Written task: Each entry should be quoted word for word, including every mark of punctuation.

● ● ●

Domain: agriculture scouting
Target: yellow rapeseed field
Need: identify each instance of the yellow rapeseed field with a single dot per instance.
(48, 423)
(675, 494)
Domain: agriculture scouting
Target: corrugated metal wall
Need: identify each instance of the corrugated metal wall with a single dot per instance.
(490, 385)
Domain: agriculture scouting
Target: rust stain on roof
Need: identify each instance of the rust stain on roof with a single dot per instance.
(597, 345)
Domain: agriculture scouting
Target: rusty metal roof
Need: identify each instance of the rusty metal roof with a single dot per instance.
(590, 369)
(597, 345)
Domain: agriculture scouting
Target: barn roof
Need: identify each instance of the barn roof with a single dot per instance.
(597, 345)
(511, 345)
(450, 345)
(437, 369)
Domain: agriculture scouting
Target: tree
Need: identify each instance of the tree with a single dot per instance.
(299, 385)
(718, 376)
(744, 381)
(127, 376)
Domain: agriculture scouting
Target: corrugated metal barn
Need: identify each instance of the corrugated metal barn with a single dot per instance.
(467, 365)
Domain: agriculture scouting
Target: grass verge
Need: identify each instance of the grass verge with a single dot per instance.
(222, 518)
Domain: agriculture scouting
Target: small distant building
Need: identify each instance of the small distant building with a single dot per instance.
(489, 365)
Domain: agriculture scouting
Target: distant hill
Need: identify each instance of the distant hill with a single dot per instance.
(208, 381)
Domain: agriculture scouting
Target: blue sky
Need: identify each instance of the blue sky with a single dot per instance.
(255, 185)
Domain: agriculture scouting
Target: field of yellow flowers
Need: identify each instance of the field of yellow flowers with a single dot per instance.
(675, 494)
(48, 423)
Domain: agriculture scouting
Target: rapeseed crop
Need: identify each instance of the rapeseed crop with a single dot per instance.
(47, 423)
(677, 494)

● ● ●

Finished answer:
Domain: agriculture scouting
Target: yellow rapeseed field
Need: identify each instance of the yellow rapeseed field with a single dot per instance.
(48, 423)
(675, 494)
Domain: agriculture scouting
Target: corrugated metal wall
Need: identify each instance of the corrugated metal wall with a single dot per instance.
(490, 385)
Domain: agriculture scouting
Target: rust stain on roof
Need: identify each instance of the rust stain on roof with a single dot per instance.
(597, 345)
Domain: agriculture scouting
Target: rusty metal roof
Need: identify each instance of the rusty metal roof with a single dot per instance.
(590, 369)
(597, 345)
Domain: agriculture scouting
Target: barn roof
Need: identify each instance of the barn roof with a single dot per instance.
(597, 345)
(511, 345)
(450, 345)
(437, 369)
Domain: agriculture scouting
Target: tree
Need: identify each instance of the tree with a single dot per instance.
(299, 385)
(718, 376)
(744, 381)
(127, 376)
Domain: agriculture scouting
Target: corrugated metal barn
Need: identify each instance of the corrugated metal barn with a single dot per instance.
(467, 365)
Domain: agriculture scouting
Target: grass verge
Need: identify each instance of the grass verge with a single dot per instance.
(222, 518)
Domain: agriculture scouting
Target: small distant building
Need: identify each instance of the small distant building with a single dot per instance.
(489, 365)
Domain: agriculture scouting
Target: distant hill
Need: identify each instance of the distant hill with a single dot per instance.
(208, 381)
Domain: agriculture scouting
Target: blue sky
Need: identify each instance of the blue sky with a single dot per instance.
(255, 185)
Domain: agriculture scouting
Target: field of yellow flowers
Need: identify each instance of the field of yellow flowers with a single dot per instance.
(675, 494)
(48, 423)
Domain: agriculture scouting
Target: rapeseed crop
Need: identify each instance of the rapeseed crop with a single dot per instance.
(47, 423)
(677, 494)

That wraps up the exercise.